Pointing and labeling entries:
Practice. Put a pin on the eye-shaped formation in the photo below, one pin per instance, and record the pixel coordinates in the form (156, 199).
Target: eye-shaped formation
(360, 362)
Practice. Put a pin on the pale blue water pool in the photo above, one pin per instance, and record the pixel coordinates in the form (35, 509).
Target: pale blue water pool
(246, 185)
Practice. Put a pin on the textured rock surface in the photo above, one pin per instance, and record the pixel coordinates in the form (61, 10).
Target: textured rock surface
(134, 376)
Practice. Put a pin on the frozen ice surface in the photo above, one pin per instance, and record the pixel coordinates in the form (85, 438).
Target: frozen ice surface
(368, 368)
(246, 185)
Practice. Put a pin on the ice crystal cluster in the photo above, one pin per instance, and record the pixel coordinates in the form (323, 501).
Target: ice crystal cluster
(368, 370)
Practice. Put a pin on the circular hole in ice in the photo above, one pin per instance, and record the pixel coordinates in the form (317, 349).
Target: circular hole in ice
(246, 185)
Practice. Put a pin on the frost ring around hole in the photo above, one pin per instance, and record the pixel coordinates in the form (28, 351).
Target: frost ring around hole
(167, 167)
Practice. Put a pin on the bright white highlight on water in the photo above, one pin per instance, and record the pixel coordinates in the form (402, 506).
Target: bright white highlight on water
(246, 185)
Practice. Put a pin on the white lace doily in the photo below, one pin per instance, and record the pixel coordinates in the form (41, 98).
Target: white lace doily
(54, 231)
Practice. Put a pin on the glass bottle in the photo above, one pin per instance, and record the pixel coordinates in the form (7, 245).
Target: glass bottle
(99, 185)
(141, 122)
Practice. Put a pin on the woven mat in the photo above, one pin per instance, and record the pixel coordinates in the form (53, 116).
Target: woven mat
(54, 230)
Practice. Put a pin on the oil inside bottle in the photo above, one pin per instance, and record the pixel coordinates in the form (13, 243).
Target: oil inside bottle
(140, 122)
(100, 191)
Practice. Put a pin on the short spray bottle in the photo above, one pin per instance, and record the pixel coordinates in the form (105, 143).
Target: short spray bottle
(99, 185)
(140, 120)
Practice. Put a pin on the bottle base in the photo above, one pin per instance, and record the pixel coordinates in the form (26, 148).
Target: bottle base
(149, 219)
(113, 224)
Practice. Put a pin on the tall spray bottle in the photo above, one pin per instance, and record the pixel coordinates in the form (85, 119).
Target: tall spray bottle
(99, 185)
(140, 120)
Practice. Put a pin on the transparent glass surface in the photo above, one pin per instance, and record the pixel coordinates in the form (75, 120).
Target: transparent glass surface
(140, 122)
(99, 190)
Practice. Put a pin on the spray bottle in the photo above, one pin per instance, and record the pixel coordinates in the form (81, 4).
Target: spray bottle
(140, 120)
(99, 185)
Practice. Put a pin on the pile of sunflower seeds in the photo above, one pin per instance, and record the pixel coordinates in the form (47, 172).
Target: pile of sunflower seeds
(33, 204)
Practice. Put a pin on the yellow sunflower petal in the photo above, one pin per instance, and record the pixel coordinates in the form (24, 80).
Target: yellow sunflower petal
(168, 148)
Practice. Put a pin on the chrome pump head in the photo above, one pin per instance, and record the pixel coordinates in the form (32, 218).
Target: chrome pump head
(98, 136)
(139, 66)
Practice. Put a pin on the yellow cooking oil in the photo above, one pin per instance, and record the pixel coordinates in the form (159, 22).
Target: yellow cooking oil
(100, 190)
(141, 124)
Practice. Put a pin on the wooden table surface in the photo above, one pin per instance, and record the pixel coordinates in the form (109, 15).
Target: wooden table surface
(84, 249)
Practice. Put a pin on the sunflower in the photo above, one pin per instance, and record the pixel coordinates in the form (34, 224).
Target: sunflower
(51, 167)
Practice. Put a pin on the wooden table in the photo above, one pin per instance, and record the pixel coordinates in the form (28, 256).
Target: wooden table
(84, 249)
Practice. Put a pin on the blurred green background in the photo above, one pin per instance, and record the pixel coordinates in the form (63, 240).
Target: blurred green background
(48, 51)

#### Exercise brief:
Set out every line of the records above as a numbered list, leaving out any blank lines.

#### Written solution:
1. Practice. Put a pin on the eye-shaped formation in the photo below, one pin per instance, and record the pixel coordinates in the form (156, 199).
2. Target: eye-shaped formation
3. (360, 362)
4. Practice. Put a pin on the pale blue water pool in the photo above, one pin per instance, and record the pixel coordinates in the form (35, 509).
5. Target: pale blue water pool
6. (246, 185)
7. Practice. Put a pin on the textured rock surface in the photo above, one pin per instance, and record the pixel coordinates in the form (61, 10).
8. Target: textured rock surface
9. (134, 376)
10. Practice. Put a pin on the frozen ice surface in the photo above, one pin per instance, and record the pixel coordinates in the form (85, 438).
11. Target: frozen ice surface
12. (368, 368)
13. (246, 185)
14. Practice. Put a pin on the ice crystal cluster in the photo above, one pin per instance, and record the pixel coordinates in the form (323, 501).
15. Target: ice crystal cluster
16. (368, 370)
17. Practice. Put a pin on the circular hole in ice in the photo above, one pin per instance, and record the pixel coordinates in the form (317, 349).
18. Target: circular hole in ice
19. (246, 185)
20. Practice. Put a pin on the frost ring around hole in the photo above, one pin per instance, and record the pixel coordinates in the form (28, 351).
21. Target: frost ring around hole
22. (167, 167)
23. Practice. Put a pin on the bright white highlight on water in the photo above, one pin per instance, and record the pixel coordinates in the form (402, 506).
24. Target: bright white highlight on water
25. (246, 185)
26. Practice. Put a pin on the white lace doily in the photo below, one pin per instance, and record the pixel coordinates in the form (41, 98).
27. Target: white lace doily
28. (54, 231)
29. Practice. Put a pin on the glass bottle in the photo above, one pin per instance, and record the pixel coordinates in the form (7, 245).
30. Target: glass bottle
31. (99, 185)
32. (141, 122)
33. Practice. Put a pin on the woven mat in the photo above, one pin per instance, and record the pixel coordinates in the form (53, 116).
34. Target: woven mat
35. (54, 230)
36. Practice. Put a pin on the oil inside bottle in the photo above, one pin per instance, and record the pixel coordinates in the form (13, 243).
37. Target: oil inside bottle
38. (140, 122)
39. (100, 191)
40. Practice. Put a pin on the short spray bottle in the photo above, one pin per instance, and record the pixel coordinates in the form (105, 143).
41. Target: short spray bottle
42. (99, 185)
43. (140, 120)
44. Practice. Put a pin on the bottle base in the photo above, one pin per instance, and record the pixel coordinates in the form (26, 148).
45. Target: bottle base
46. (149, 219)
47. (113, 224)
48. Practice. Put a pin on the tall spray bottle in the photo above, one pin per instance, and record the pixel coordinates in the form (85, 119).
49. Target: tall spray bottle
50. (99, 185)
51. (140, 120)
52. Practice. Put a pin on the transparent glass surface in the photo above, one pin per instance, and record the pixel coordinates in the form (75, 120).
53. Target: transparent glass surface
54. (140, 122)
55. (99, 190)
56. Practice. Put a pin on the spray bottle in the photo above, one pin per instance, and record the pixel coordinates in the form (81, 4).
57. Target: spray bottle
58. (140, 120)
59. (99, 185)
60. Practice. Put a pin on the pile of sunflower seeds in the photo above, one pin per instance, and record the pixel coordinates in the form (47, 172).
61. Target: pile of sunflower seeds
62. (33, 204)
63. Practice. Put a pin on the yellow sunflower petal in the photo above, one pin per instance, and record the pixel coordinates in the form (24, 80).
64. Target: yellow sunflower petal
65. (168, 148)
66. Practice. Put a pin on the chrome pump head in the photo above, one pin per instance, and record the pixel coordinates in the form (32, 218).
67. Target: chrome pump head
68. (98, 136)
69. (139, 66)
70. Practice. Put a pin on the yellow cooking oil in the photo above, one pin per instance, and record the pixel coordinates in the form (159, 22).
71. Target: yellow cooking oil
72. (100, 190)
73. (141, 124)
74. Practice. Put a pin on the wooden table surface in the photo above, one pin per instance, and record the pixel coordinates in the form (109, 15).
75. Target: wooden table surface
76. (84, 249)
77. Practice. Put a pin on the sunflower in the photo above, one pin per instance, and record the pixel coordinates in the form (34, 224).
78. Target: sunflower
79. (51, 167)
80. Practice. Put a pin on the wooden table in the photo above, one pin per instance, and record the pixel coordinates in the form (28, 256).
81. Target: wooden table
82. (84, 249)
83. Practice. Put a pin on the blurred green background in the photo above, one pin per instance, and record the pixel coordinates in the form (63, 240).
84. Target: blurred green background
85. (48, 51)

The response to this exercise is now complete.